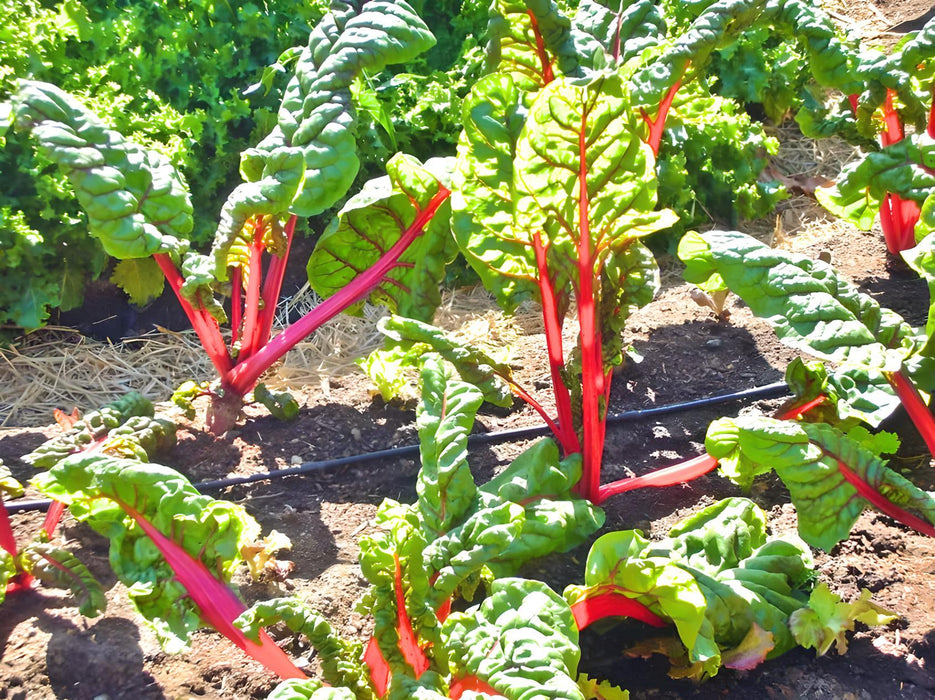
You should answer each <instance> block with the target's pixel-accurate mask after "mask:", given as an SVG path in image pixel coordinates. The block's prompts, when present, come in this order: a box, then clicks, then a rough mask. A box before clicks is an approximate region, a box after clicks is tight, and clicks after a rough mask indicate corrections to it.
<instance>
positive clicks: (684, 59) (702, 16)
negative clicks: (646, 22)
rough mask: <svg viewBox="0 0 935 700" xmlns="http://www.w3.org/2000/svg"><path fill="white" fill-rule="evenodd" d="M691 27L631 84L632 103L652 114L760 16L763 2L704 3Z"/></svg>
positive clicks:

::::

Output, exactly and with nothing else, the lines from the line containing "rough mask: <svg" to the end of the entries.

rough mask: <svg viewBox="0 0 935 700" xmlns="http://www.w3.org/2000/svg"><path fill="white" fill-rule="evenodd" d="M691 27L631 84L632 103L652 114L760 16L763 2L704 3Z"/></svg>
positive clicks:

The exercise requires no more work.